Work to complete |
A - In the mailing list post on pseudonymizing patron data below, what name does Ray give his technique?
B - Pick up the mailing list post on pseudonymizing patron data below and write on from its final line.

Text provided |
:::
LISTSERV 16.5 - CODE4LIB Archives

I hereby dub this technique "Stochastic Pseudonymization" :-)

Here's a quick implementation.
https://colab.research.google.com/gist/rayvoelker/74278aa82ee95e3c6dbf0caa993f1ebe/stochastic_pseudonymization.ipynb

I think the trick is of course picking a number of bits in order to
sufficiently cover the size of your patron population, and to introduce
this chance of collision into your data--in order to as Steve put it, "...
to leave a *modicum of deliberate uncertainty*, introduced by hashing
collision, to keep it from being possible to prove that any one patron had
some specific behavior in the past".

--Ray

On Fri, Sep 22, 2023 at 11:44 AM Hammer, Erich F <[log in to unmask]> wrote:

> Ray,
>
> I liked your original pseudononymous idea and was thinking about trying to
> re-write it in PowerShell, but looking into the "birthday paradox" comment
> opens some very interesting possibilities.
:::
Provided material |
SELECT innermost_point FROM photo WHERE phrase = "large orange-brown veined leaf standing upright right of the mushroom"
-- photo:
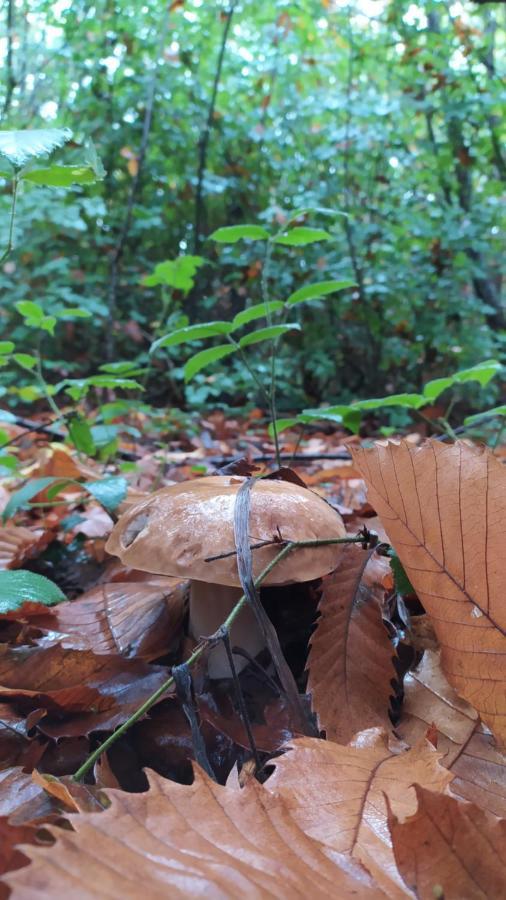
:::
Numbered answers |
A - Stochastic Pseudonymization.

B -
>
> As I understand it, you can uniquely identify someone using just a portion
> of a hash of their unique ID (e.g. email address).  Even better for us in
> library land is that if you use just the right number of bits from the
> hash, you can create a legal-level of plausible deniability while
> maintaining statistically valid data.  For example, with the right
> calculations, you can introduce enough of a chance of two patrons having
> the same "anonymized" identifiers (calculated from a hash of their unique
> ID) that a patron can't be definitively identified, but at the same time,
> the vast majority of the identifiers will be unique and thus any statistics
> will still be highly accurate.
>
> Good stuff!
>
> Thanks,
>
> Erich
>
>
>
> On Friday, September 22, 2023 at 09:43, Ray Voelker eloquently inscribed:
>
> > Hi code4lib folks .. and again ... happy Friday!!
> >
> > I just wanted to post an update to this. I wrote in to the Security Now!
> > podcast (fantastic show by the way and fully worth listening to on a
> > regular basis) about this notion, and it was made the main topic of show
> > number 940!
> >
> > https://twit.tv/shows/security-now/episodes/940?autostart=false
> >
> > The discussion starts around the 1:36 mark.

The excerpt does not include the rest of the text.